## EXERCISE INSTRUCTIONS
Lines that include the string "blurred" are the ones to copy from the entries below.

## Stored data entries

+ + +

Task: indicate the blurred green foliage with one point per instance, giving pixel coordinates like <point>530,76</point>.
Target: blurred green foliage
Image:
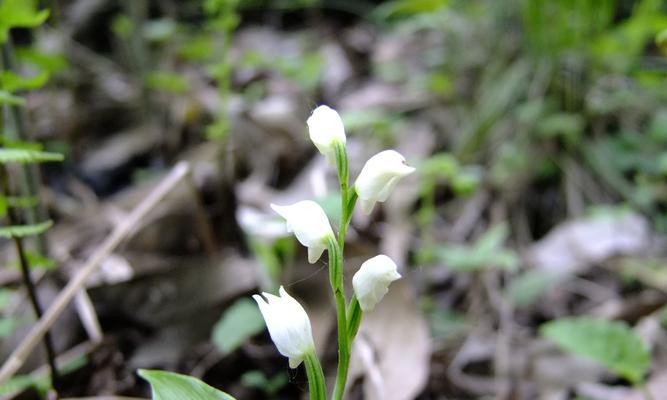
<point>611,343</point>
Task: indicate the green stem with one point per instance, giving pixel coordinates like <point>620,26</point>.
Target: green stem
<point>316,384</point>
<point>645,392</point>
<point>343,178</point>
<point>29,174</point>
<point>336,277</point>
<point>30,285</point>
<point>354,315</point>
<point>348,201</point>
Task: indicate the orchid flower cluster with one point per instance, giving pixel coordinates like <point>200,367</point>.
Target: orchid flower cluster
<point>287,321</point>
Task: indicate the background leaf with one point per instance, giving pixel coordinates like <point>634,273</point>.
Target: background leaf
<point>239,322</point>
<point>25,156</point>
<point>24,230</point>
<point>172,386</point>
<point>611,343</point>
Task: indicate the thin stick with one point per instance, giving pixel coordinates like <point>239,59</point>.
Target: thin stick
<point>30,285</point>
<point>19,355</point>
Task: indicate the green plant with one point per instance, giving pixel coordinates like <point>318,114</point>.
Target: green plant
<point>611,343</point>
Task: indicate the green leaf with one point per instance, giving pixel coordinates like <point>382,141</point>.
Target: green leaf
<point>27,156</point>
<point>5,297</point>
<point>613,344</point>
<point>407,8</point>
<point>8,98</point>
<point>167,81</point>
<point>50,62</point>
<point>19,14</point>
<point>172,386</point>
<point>24,230</point>
<point>12,82</point>
<point>21,201</point>
<point>527,288</point>
<point>22,382</point>
<point>7,326</point>
<point>39,261</point>
<point>239,322</point>
<point>487,252</point>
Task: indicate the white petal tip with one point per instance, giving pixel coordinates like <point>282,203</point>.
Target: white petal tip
<point>367,206</point>
<point>294,362</point>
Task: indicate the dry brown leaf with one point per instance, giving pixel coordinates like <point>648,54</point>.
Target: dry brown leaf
<point>573,246</point>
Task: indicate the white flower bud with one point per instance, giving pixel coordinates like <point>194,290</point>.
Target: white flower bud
<point>372,280</point>
<point>288,325</point>
<point>326,128</point>
<point>379,176</point>
<point>310,226</point>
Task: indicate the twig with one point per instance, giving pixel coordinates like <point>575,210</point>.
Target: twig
<point>19,355</point>
<point>64,358</point>
<point>30,285</point>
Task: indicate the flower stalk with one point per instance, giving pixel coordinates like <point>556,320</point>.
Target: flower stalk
<point>316,383</point>
<point>287,321</point>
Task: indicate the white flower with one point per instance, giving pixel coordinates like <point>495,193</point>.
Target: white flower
<point>310,226</point>
<point>372,280</point>
<point>379,176</point>
<point>288,325</point>
<point>326,128</point>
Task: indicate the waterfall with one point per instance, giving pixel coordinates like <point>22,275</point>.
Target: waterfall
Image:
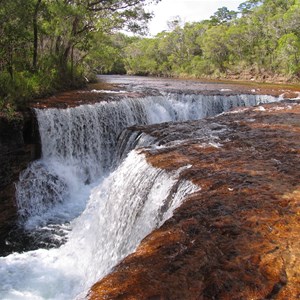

+ + +

## FINISHED EXERCISE
Task: indicate the blurred green foliage with one point per instance, giving pixel coordinates like <point>530,76</point>.
Target: blurred green foliage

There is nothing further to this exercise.